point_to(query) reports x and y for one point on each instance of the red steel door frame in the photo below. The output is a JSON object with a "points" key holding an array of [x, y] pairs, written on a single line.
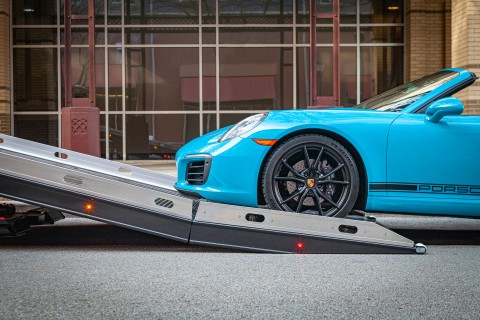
{"points": [[316, 100]]}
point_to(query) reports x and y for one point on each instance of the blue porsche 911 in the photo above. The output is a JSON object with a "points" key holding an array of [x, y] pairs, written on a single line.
{"points": [[408, 150]]}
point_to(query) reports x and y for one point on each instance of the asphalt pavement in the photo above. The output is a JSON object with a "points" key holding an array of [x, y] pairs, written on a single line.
{"points": [[155, 282], [82, 269]]}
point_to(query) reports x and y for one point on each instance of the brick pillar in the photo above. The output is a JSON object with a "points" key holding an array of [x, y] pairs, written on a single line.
{"points": [[5, 106], [466, 48], [428, 34]]}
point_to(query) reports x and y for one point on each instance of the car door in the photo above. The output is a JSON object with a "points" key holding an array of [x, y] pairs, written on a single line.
{"points": [[434, 168]]}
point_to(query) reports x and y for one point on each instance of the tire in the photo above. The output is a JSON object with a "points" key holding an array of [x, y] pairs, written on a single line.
{"points": [[327, 184]]}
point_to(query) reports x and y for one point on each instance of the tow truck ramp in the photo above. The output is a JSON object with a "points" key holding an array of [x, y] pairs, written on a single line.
{"points": [[146, 201]]}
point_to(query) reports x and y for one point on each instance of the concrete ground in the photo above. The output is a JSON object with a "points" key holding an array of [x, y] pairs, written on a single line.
{"points": [[158, 282]]}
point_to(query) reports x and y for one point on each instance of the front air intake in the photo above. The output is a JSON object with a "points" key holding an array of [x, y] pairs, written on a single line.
{"points": [[197, 171]]}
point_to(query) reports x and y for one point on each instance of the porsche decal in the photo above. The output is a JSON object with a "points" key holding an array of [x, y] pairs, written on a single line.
{"points": [[425, 188]]}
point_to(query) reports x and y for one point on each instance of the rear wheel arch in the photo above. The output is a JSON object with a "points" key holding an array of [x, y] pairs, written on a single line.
{"points": [[360, 204]]}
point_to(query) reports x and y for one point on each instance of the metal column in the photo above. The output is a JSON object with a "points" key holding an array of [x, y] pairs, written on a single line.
{"points": [[315, 100]]}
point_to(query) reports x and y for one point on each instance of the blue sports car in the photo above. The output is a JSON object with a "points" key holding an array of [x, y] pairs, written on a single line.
{"points": [[408, 150]]}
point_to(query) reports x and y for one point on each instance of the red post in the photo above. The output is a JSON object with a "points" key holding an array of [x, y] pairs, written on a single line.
{"points": [[80, 117], [313, 53]]}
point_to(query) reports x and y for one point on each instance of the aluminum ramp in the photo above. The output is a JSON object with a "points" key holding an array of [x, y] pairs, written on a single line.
{"points": [[146, 201]]}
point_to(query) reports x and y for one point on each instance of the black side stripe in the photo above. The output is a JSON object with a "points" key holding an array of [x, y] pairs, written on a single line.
{"points": [[393, 187]]}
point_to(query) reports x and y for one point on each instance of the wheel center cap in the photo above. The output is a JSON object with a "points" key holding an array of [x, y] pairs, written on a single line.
{"points": [[310, 182]]}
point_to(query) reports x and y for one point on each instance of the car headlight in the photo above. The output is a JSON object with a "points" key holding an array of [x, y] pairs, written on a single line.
{"points": [[243, 126]]}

▸ WORK INSTRUCTION
Exclude images and repeat all entries exactly.

▸ SOLVED PROBLEM
point_to(query) reports x and y for one point on each instance of the red steel door frame in the photo below. The output is a JSON object with a "points" key holding an array of [x, y] pairs, written on a single line.
{"points": [[316, 100]]}
point_to(query) reports x and y for one point on each instance of the blue porsche 911 in the photo above. The output is a JSON object with a "points" key holding an array of [x, y] pairs, written on a single line.
{"points": [[408, 150]]}
point_to(query) reports x and y for one point on each instance of the asphalt pavement in the photo above. The output is a JSON object with a "points" key holding an array of [x, y] pairs, written on a single line.
{"points": [[155, 282], [82, 269]]}
point_to(query) reports x and y for one point on each instance of the brick pillar in the photo above. The output is a JSON object with a "points" key holding an array of [x, y] pairs, written on a single line.
{"points": [[5, 106], [466, 48], [428, 34]]}
point_to(query) reports x and y for one point on each instance of the car door in the photo above. The output is a JSON object with a "points" key holding an array of [x, y] pairs, written on a single line.
{"points": [[434, 168]]}
point_to(query) reports x and y for one point on each instance of the tire in the photo above. The output is a JSON object with a "points" key holding an array of [x, y] pairs, written on a single line.
{"points": [[327, 184]]}
point_to(query) reports x and y for one point on each instance of the tow truck ramp in the photo above. The output is a JSON object with a "points" key holding an array of [x, y] pairs, written on a single line.
{"points": [[146, 201]]}
point_to(query) reports x and y for one point on each instance of the concrete ground in the photo above. The output is a JSON object with a "points" key holding an array of [x, y] pairs, written on a single line.
{"points": [[158, 282]]}
point_to(query) reports x and y for one point on each instance of the front air intake in the photo above. The output is a JSON object with a "points" key holding an array of [x, y] pairs, written on a single line.
{"points": [[197, 171]]}
point_to(query) reports x and y for one point on each instance of the porsche decal in the photo above. The output is a JSON object with a "points" key holding an array of [x, y] pairs, written on a single line.
{"points": [[425, 188]]}
point_to(query) reports x and y for one point on each instance of the rear wheel arch in the photo above. The output is a JSON object with a "points" key holding an array of [x, y] pairs, written on a single line.
{"points": [[360, 204]]}
point_to(query) reports x and y for one point on each instance of the metal column in the photo above. The output is a JSON object with a "points" key holding an array of [x, y] pairs, written on a single line.
{"points": [[315, 100]]}
point_to(query) reports x and y for one point on each instance of the blue sports car in the photo above. The output is a JSON object with a "points" key holding an array of [x, y] pairs, written on a single line.
{"points": [[408, 150]]}
point_to(query) reports x and y for one point on each instance of the red post in the photo above. The output is a JSON object with a "points" key holding an array of [x, y] pairs, written on a single line.
{"points": [[80, 117], [313, 53]]}
point_to(query) reports x and y for one point on each instance of the aluminum ramp in the photo above. The output is a JSON object with a "points" key holding an array of [x, y] pairs, written on a single line.
{"points": [[146, 201]]}
point_to(query) reports x and y for one point on each instance of the black side stripe in the photo above. The output is a JSON object with a "points" key holding an array of [x, y] pairs, written on a single line.
{"points": [[393, 187]]}
point_to(query) reports x and y for one point on each instance of the wheel center cap in the photo above. The output is a JSON object with a "points" key holding an array of [x, y] pairs, written on a single line.
{"points": [[310, 182]]}
point_to(query) reports x and y for one point on each instance of the car headlight in the photo above. The output is a JSON object with a "points" key holding an array of [x, y] pairs, written on a single line.
{"points": [[243, 126]]}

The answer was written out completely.